### 文本段落:
134 lines
4.1 KiB
Python
134 lines
4.1 KiB
Python
#!/usr/bin/env python3
|
||
import os
|
||
import sys
|
||
|
||
# 关键:强制离线模式,避免连接 HuggingFace
|
||
os.environ["HF_HUB_OFFLINE"] = "1"
|
||
os.environ["TRANSFORMERS_OFFLINE"] = "1"
|
||
os.environ["HF_DATASETS_OFFLINE"] = "1"
|
||
|
||
import traceback
|
||
from pathlib import Path
|
||
|
||
def log_error(msg):
|
||
print(f"[ERROR] {msg}", file=sys.stderr)
|
||
|
||
def log_info(msg):
|
||
print(f"[INFO] {msg}")
|
||
|
||
try:
|
||
log_info("Starting API server (OFFLINE MODE)...")
|
||
log_info(f"Python version: {sys.version}")
|
||
|
||
from fastapi import FastAPI, UploadFile, File, Form
|
||
from fastapi.responses import FileResponse
|
||
import uvicorn
|
||
import tempfile
|
||
|
||
log_info("Dependencies imported successfully")
|
||
|
||
sys.path.insert(0, os.path.dirname(os.path.abspath(__file__)))
|
||
from indextts.infer_v2 import IndexTTS2
|
||
from transformers import SeamlessM4TFeatureExtractor
|
||
|
||
log_info("IndexTTS2 imported successfully")
|
||
|
||
# 检查模型路径
|
||
cfg_path = "checkpoints/config.yaml"
|
||
model_dir = "checkpoints"

### 记录一览:
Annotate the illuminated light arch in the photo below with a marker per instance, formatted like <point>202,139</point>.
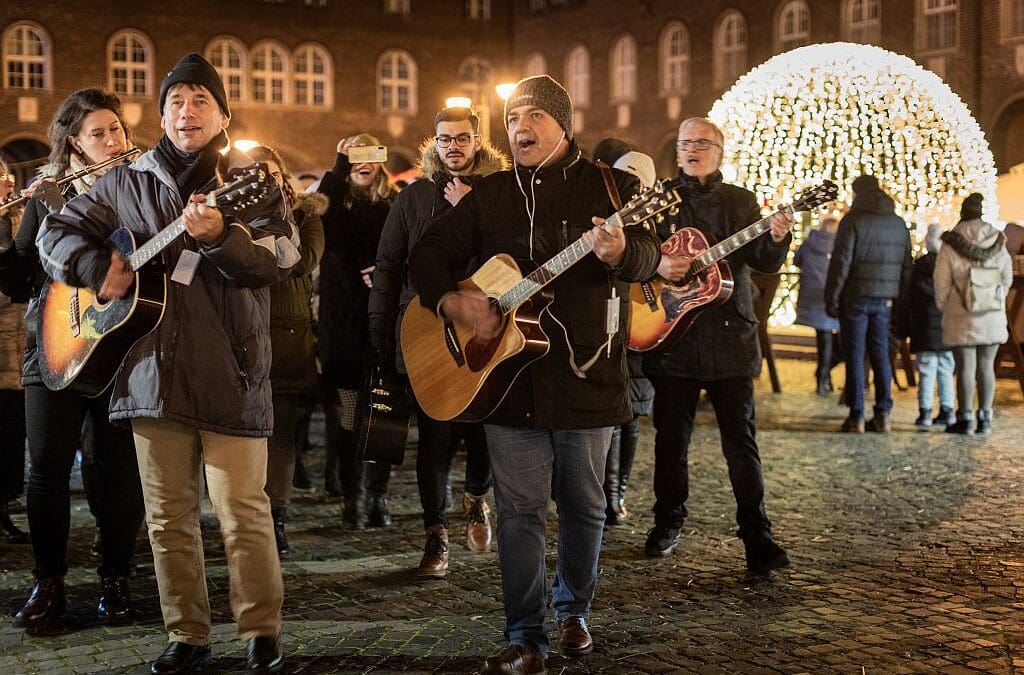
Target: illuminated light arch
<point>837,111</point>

==

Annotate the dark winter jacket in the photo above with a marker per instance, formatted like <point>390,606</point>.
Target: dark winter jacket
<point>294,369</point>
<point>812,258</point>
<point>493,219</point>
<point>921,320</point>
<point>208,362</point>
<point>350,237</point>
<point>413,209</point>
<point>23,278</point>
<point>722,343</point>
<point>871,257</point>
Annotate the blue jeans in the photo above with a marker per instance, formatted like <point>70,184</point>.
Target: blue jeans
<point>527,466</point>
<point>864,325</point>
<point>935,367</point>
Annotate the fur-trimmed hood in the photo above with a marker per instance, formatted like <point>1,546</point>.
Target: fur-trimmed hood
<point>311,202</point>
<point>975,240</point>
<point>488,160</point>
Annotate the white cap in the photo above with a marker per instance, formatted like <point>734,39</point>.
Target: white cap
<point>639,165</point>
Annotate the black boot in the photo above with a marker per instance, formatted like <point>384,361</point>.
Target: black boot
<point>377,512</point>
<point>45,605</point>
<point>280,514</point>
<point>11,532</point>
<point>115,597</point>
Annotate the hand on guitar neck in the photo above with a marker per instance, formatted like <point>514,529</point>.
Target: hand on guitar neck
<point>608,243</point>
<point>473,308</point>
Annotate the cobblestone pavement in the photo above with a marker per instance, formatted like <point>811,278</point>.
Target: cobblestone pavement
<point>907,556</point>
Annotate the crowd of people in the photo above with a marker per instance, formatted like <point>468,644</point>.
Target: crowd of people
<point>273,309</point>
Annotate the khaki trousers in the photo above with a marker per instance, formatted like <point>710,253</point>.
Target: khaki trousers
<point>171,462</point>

### 任务目标:
**A)** 用一到三句话说明这段离线 API 服务脚本为什么在开头把 HF_HUB_OFFLINE 等三个环境变量设为 "1"。
**B)** 请从 model_dir = "checkpoints" 这一行之后接着写这段离线 API 服务脚本。

### 各题答案:
**A)** 脚本把 HF_HUB_OFFLINE、TRANSFORMERS_OFFLINE 和 HF_DATASETS_OFFLINE 都设为 "1",是为了强制进入离线模式。注释写明,这样做可以避免连接 HuggingFace。

**B)**
|
||
|
||
if not os.path.exists(cfg_path):
|
||
log_error(f"Config file not found: {cfg_path}")
|
||
sys.exit(1)
|
||
|
||
log_info("Initializing model...")
|
||
|
||
# DGX Spark 优化:禁用 CUDA 内核编译(因为 sm_121 不支持 compute_70)
|
||
# 强制使用纯 PyTorch 模式
|
||
os.environ["DISABLE_BIGVGAN_CUDA_KERNEL"] = "1"
|
||
|
||
local_w2v_path = "./models/w2v-bert-2.0"
|
||
|
||
if os.path.exists(local_w2v_path):
|
||
log_info(f"Loading w2v-bert-2.0 from local path: {local_w2v_path}")
|
||
feature_extractor = SeamlessM4TFeatureExtractor.from_pretrained(local_w2v_path)
|
||
log_info("Feature extractor loaded locally")
|
||
else:
|
||
log_info("Local w2v-bert-2.0 not found, will try to load from cache...")
|
||
|
||
# 初始化 IndexTTS2
|
||
try:
|
||
tts = IndexTTS2(
|
||
cfg_path=cfg_path,
|
||
model_dir=model_dir,
|
||
use_fp16=True, # DGX Spark 支持 FP16
|
||
use_cuda_kernel=False # 关键:禁用自定义 CUDA 内核,避免 sm_121 编译错误
|
||
)
|
||
log_info("Model loaded successfully!")
|
||
except Exception as e:
|
||
log_error(f"Model initialization failed: {e}")
|
||
traceback.print_exc()
|
||
sys.exit(1)
|
||
|
||
app = FastAPI(title="IndexTTS2 API (DGX Spark)")
|
||
|
||
@app.post("/tts")
|
||
async def text_to_speech(
|
||
text: str = Form(...),
|
||
spk_audio: UploadFile = File(...),
|
||
emo_audio: UploadFile = None,
|
||
emo_alpha: float = Form(0.8)
|
||
):
|
||
log_info(f"Processing: {text[:50]}...")
|
||
|
||
with tempfile.NamedTemporaryFile(suffix=".wav", delete=False) as spk_tmp:
|
||
content = await spk_audio.read()
|
||
spk_tmp.write(content)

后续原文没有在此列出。